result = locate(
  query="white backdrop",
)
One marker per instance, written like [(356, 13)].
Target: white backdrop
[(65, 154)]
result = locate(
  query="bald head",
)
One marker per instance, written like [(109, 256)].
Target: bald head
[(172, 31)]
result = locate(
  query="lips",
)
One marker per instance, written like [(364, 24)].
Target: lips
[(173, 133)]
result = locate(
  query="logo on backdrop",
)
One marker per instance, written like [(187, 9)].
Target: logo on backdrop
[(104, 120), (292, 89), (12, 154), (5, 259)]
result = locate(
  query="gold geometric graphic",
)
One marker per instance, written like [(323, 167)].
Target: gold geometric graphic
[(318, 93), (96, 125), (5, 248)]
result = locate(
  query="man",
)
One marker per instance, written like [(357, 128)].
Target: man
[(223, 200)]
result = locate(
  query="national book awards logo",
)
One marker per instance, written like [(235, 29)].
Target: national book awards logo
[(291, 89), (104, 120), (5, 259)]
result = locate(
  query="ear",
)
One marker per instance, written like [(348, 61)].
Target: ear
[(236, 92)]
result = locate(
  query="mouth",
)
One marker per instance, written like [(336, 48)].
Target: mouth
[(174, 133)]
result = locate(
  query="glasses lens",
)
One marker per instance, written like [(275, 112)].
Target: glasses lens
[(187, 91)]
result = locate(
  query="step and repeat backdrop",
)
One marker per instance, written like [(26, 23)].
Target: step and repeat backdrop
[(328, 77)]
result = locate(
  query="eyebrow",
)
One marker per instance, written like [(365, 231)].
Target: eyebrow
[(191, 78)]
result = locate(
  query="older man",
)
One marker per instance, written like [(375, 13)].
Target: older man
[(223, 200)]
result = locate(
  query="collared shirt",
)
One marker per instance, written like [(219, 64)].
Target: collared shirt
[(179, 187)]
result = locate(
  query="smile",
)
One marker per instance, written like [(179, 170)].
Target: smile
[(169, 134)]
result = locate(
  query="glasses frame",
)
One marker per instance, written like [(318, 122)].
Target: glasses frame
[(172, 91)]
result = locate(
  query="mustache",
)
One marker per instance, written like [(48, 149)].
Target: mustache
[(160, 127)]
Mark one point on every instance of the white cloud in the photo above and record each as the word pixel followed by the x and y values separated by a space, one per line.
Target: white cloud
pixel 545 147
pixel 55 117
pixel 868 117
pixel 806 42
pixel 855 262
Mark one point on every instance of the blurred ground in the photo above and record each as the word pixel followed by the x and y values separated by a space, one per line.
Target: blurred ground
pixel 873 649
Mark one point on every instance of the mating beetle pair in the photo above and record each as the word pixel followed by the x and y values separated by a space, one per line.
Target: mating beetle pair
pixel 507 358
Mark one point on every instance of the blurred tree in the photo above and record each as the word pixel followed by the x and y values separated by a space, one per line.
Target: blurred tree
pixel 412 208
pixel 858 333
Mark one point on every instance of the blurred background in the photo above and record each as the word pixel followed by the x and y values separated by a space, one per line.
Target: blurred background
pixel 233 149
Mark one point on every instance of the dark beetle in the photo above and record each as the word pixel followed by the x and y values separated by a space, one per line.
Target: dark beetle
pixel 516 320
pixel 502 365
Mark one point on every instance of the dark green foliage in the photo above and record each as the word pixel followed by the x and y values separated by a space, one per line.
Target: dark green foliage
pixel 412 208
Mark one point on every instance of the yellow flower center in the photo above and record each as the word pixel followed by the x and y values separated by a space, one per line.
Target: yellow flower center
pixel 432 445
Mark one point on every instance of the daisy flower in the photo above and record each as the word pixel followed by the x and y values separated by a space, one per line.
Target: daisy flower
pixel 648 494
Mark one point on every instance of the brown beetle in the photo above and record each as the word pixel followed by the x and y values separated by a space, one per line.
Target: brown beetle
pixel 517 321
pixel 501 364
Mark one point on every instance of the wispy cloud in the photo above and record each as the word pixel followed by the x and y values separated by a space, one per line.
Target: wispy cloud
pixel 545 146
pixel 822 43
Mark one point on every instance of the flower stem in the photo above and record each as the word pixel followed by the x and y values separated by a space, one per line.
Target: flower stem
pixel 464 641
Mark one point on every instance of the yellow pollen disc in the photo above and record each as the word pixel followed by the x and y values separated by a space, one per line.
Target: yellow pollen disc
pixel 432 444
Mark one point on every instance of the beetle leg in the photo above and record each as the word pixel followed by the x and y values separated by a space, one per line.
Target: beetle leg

-------------------------

Retype the records above so that nothing differs from the original.

WRITTEN ANSWER:
result = locate(
  query="white backdrop",
)
One marker per instance, written like [(356, 13)].
Target: white backdrop
[(65, 154)]
result = locate(
  query="bald head",
)
One marker per instance, written like [(109, 256)].
Target: bald head
[(172, 31)]
result = locate(
  query="lips",
)
One marker per instance, written like [(364, 24)].
Target: lips
[(173, 133)]
result = locate(
  query="logo on backdrop",
)
One marker per instance, written like [(187, 9)].
Target: logo on backdrop
[(104, 120), (292, 89), (12, 154), (5, 259)]
result = locate(
  query="gold geometric graphic",
)
One marker per instance, written like [(323, 167)].
Target: gold geometric graphic
[(318, 93), (96, 125), (5, 248)]
result = locate(
  query="man",
)
One marker per instance, written like [(357, 128)].
Target: man
[(223, 200)]
result = locate(
  query="national book awards logo",
)
One marker per instance, written like [(235, 29)].
Target: national book awards logo
[(291, 89), (104, 120), (5, 259)]
result = locate(
  query="ear",
)
One marker per instance, written like [(348, 61)].
Target: ear
[(236, 92)]
result = locate(
  query="mouth",
)
One marker per instance, written like [(336, 48)].
Target: mouth
[(174, 133)]
result = locate(
  query="glasses lens",
)
One marker per instance, written like [(275, 112)].
Target: glasses lens
[(187, 91)]
result = locate(
  query="step and repeat backdrop",
)
One marker per instance, written like [(26, 23)].
Target: step and repeat backdrop
[(328, 77)]
result = locate(
  query="eyebrow",
)
One marker per instance, written like [(365, 231)].
Target: eyebrow
[(191, 78)]
result = locate(
  query="older man",
)
One marker per instance, written like [(375, 13)].
Target: older man
[(223, 200)]
result = locate(
  query="collared shirt",
)
One marker per instance, written like [(219, 64)].
Target: collared shirt
[(179, 187)]
result = locate(
  query="smile",
)
One marker per instance, written like [(179, 170)].
Target: smile
[(169, 134)]
result = locate(
  query="glasses frame",
)
One marker per instance, written like [(318, 122)].
Target: glasses frame
[(172, 91)]
result = locate(
  query="mustache",
)
One marker per instance, written like [(48, 149)].
Target: mustache
[(160, 127)]
Mark one point on every instance of the white cloud in the photo above and record each as the word pixel followed by the x and y values separated by a space, one per line.
Target: white cloud
pixel 545 147
pixel 55 117
pixel 868 117
pixel 806 42
pixel 855 262
Mark one point on every instance of the blurred ground in the photo above and record each as the word pixel followed by the x and y values separated by a space, one per line.
Target: blurred ground
pixel 873 649
Mark one point on every instance of the mating beetle pair in the photo above and record each as the word pixel followed by the x and y values separated by a space, one per line.
Target: mating beetle pair
pixel 507 358
Mark one point on every instance of the blurred tree in the photo above and record each as the word pixel followed by the x and y values separated by a space, one per line.
Target: blurred tree
pixel 412 208
pixel 858 333
Mark one point on every instance of the blurred background in the photo above and record each as the word pixel followed by the x and y values separated by a space, one per line.
Target: blurred background
pixel 233 149
Mark one point on every instance of the dark beetle in the photo above and record each as the word pixel followed by the x and y values separated by a space, one per line.
Target: dark beetle
pixel 516 320
pixel 502 365
Mark one point on every instance of the dark green foliage in the photo above and record each as the word pixel followed by the x and y values separated by a space, one per line.
Target: dark green foliage
pixel 412 208
Mark one point on every instance of the yellow flower center in the photo above and record each as the word pixel followed by the x and y values separated by a space, one per line.
Target: yellow flower center
pixel 432 445
Mark one point on every instance of the daisy flower in the photo above and record each as the word pixel followed by the x and y values separated by a space, one per line.
Target: daisy flower
pixel 648 494
Mark one point on every instance of the brown beetle in the photo above and record each as the word pixel followed by the x and y values separated by a space, one per line.
Target: brown beetle
pixel 517 321
pixel 501 364
Mark one point on every instance of the wispy cloud in the photo above and record each as the word pixel followed by the x and y values separated by a space, one per line.
Target: wispy cloud
pixel 545 146
pixel 822 43
Mark one point on every instance of the flower stem in the photo above and record each as the word pixel followed by the x and y values separated by a space, one per line.
Target: flower stem
pixel 464 641
Mark one point on every instance of the yellow pollen disc in the photo above and record each as the word pixel followed by the x and y values separated by a space, one per line.
Target: yellow pollen disc
pixel 432 444
Mark one point on every instance of the beetle leg in the photo above and record each as the word pixel followed by the x and y values separated by a space, one per line.
Target: beetle leg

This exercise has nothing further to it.